They’re bringing penmanship back to public school curricula, to which I say: woo hoo!
The Texas State Board of Education voted in 2017 to bring back what they call “cursive writing.” Beginning with the new school year that begins on Aug. 15, all schools will be teaching it to students.
While working on a story for KETR-FM radio, I was touring a brand new school in Princeton with the principal, Jeff Coburn, who confirmed what I knew already, that cursive writing was staging a comeback in Texas public school classrooms.
I am delighted to see this trend. A Houston Chronicle story referred to cursive writing as a “lost art” that is being rediscovered. The advent of computers, tablets, I-pads, smart phones, gadgets, gizmos and various electronic doo-hickeys have helped bury the lost art. Many of us thought it would be lost forever.
It’s not.
I used to get good elementary grade marks for my penmanship. My parents both wrote with exquisite precision. My two sisters have managed to maintain their handwriting skills. Me? I lost ’em long ago when I took up the craft of journalism, a vocation that required me to take copious notes at a furious pace. These days I can barely sign my name without stopping and thinking — if only for an instant — about the next letter I need to form.
But … I digress.
Youngsters have been educated without learning that particular skill.

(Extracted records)
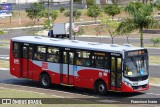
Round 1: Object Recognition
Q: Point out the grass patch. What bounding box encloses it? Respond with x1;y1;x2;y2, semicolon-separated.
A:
0;88;54;98
149;56;160;64
0;60;9;68
132;43;160;48
149;78;160;85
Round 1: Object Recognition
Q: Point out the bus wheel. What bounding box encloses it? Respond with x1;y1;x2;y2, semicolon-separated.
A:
95;81;107;95
40;74;51;88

▶ [Work task]:
Transcribe the entire passage on cursive writing word for word. These lines were taken from a separate source.

▶ [Written answer]:
They’re bringing penmanship back to public school curricula, to which I say: woo hoo!
The Texas State Board of Education voted in 2017 to bring back what they call “cursive writing.” Beginning with the new school year that begins on Aug. 15, all schools will be teaching it to students.
While working on a story for KETR-FM radio, I was touring a brand new school in Princeton with the principal, Jeff Coburn, who confirmed what I knew already, that cursive writing was staging a comeback in Texas public school classrooms.
I am delighted to see this trend. A Houston Chronicle story referred to cursive writing as a “lost art” that is being rediscovered. The advent of computers, tablets, I-pads, smart phones, gadgets, gizmos and various electronic doo-hickeys have helped bury the lost art. Many of us thought it would be lost forever.
It’s not.
I used to get good elementary grade marks for my penmanship. My parents both wrote with exquisite precision. My two sisters have managed to maintain their handwriting skills. Me? I lost ’em long ago when I took up the craft of journalism, a vocation that required me to take copious notes at a furious pace. These days I can barely sign my name without stopping and thinking — if only for an instant — about the next letter I need to form.
But … I digress.
Youngsters have been educated without learning that particular skill.